───── SELECTED PASSAGE ─────

Struggling To Find Faith & Meaning?- Inspiration From Leo Tolstoy

By Pat Shaughnessy
Tolstoy

‘We can know only that we know nothing. And that is the highest degree of human wisdom.’

― Leo Tolstoy,  from his book, War and Peace

Tolstoy and His Quest For Meaning

I understand sceptics. As many do, I lost my faith in college. I grew more agnostic and sceptical regarding the existence of God and the afterlife. If I hadn’t met my late wife, Cushla and experienced many supernatural and mystical events with her, I would probably be a hardened sceptic at this stage.

The beginning of the end of my agnosticism began in earnest in my mid-thirties. My business was starting to take off, but it wasn’t long before I began to feel an awful emptiness. ‘Is this it?’ I thought after chasing success for years. The gnawing ache and feeling of meaninglessness usually surfaced on weekends when I wasn’t working or ruminating about business issues. Luckily, these feelings turned out to be a blessing in disguise and triggered my search to find a more meaningful purpose in my life. Millions of souls have had similar experiences, especially, it seems to me, those who seem to ‘have it all’. One such character was the famous Russian writer Leo Tolstoy.

───── DATA PROVIDED ─────

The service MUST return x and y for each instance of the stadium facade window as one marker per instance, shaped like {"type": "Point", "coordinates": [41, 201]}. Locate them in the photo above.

─────

▶ _TASK 1_
According to the piece on finding faith through Leo Tolstoy, when did the writer's feelings of meaninglessness usually surface?
▶ _TASK 2_
Pick up the piece on finding faith through Leo Tolstoy right after its last sentence and keep writing it.

▶ _RESPONSE 1_
On weekends, when the writer wasn't working or ruminating about business issues.

▶ _RESPONSE 2_
 Leo Tolstoy was of Russian nobility and is regarded as one of the greatest authors of all time. But, at the height of his success, he succumbed to a profound spiritual crisis. Reflecting on a lifetime of celebrity, comfort and decadence, Tolstoy became seriously depressed. Despite being healthy, owning a large estate, having a wife and fourteen children, and the promise of eternal literary fame, he thought that his life would amount to nothing. ‘What will come of what I am doing today or shall do tomorrow?—What will come of my whole life? Is there any meaning in my life that the inevitable death awaiting me does not destroy?’ These were the soul-searching questions he asked himself.

None of the fashionable new ideas of secular humanism that attempted to offer a rational reason for living, which his social circles were soaked in, appealed to him.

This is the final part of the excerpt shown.